Problem |
Exactly as written, transcribe the lines that run from the one containing "Expected: one point per instance of the finger, each" to the end of the records below.

Excerpts of location labeling data
** Start **

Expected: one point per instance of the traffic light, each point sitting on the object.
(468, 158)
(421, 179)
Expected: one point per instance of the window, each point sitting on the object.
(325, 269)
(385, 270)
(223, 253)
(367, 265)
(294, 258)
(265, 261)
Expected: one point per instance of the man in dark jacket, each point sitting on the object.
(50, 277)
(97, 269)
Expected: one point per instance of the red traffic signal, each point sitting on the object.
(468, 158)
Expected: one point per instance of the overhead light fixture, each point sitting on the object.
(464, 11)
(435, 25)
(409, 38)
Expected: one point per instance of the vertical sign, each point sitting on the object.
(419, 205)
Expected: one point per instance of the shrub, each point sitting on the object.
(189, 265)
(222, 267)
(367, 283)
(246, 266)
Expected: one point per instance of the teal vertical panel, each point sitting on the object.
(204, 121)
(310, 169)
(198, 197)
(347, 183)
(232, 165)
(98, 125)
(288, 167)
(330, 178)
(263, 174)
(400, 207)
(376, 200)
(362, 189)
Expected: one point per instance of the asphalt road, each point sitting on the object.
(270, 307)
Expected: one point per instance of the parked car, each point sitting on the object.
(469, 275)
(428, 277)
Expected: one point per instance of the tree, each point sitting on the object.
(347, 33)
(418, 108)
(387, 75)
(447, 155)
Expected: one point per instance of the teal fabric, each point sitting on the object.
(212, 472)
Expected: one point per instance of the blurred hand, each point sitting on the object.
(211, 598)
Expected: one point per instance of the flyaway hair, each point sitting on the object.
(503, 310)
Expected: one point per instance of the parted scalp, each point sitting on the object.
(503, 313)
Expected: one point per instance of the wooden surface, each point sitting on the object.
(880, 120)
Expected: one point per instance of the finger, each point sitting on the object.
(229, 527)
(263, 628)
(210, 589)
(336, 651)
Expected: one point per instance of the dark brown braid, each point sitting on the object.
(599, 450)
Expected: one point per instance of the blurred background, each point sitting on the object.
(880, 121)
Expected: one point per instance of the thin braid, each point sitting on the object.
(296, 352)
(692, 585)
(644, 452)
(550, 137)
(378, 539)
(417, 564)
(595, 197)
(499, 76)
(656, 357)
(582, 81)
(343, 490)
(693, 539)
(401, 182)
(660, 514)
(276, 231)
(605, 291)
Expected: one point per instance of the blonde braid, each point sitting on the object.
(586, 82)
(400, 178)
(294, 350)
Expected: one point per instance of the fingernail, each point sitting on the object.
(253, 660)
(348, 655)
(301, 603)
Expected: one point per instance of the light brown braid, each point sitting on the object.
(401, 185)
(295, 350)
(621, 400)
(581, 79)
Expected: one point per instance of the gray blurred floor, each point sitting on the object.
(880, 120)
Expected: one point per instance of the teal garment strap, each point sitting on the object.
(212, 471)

** End **

Reply to the task |
Expected: one point per instance of the finger, each point sitting on the object.
(229, 527)
(263, 628)
(210, 589)
(336, 651)
Expected: one point per instance of the dark brown braid, each point sitting on the object.
(599, 450)
Expected: one point per instance of the blurred background, each point sitting on the object.
(880, 121)
Expected: one point per instance of the thin braid, each point sitting on the object.
(296, 352)
(692, 585)
(644, 452)
(550, 137)
(378, 539)
(417, 564)
(595, 197)
(499, 76)
(656, 357)
(582, 81)
(343, 490)
(693, 539)
(401, 182)
(660, 514)
(276, 231)
(605, 291)
Expected: one point per instance of the blonde braid, each point sitting on the object.
(586, 82)
(400, 178)
(294, 350)
Expected: one point per instance of the fingernail, each point sitting on the object.
(253, 660)
(348, 655)
(301, 603)
Expected: one point per instance of the light brown braid, each point sitting on the object.
(401, 185)
(295, 350)
(621, 400)
(581, 79)
Expected: one point per instance of the gray blurred floor, each point sitting on the object.
(880, 120)
Expected: one point per instance of the teal garment strap, each point sitting on the object.
(212, 471)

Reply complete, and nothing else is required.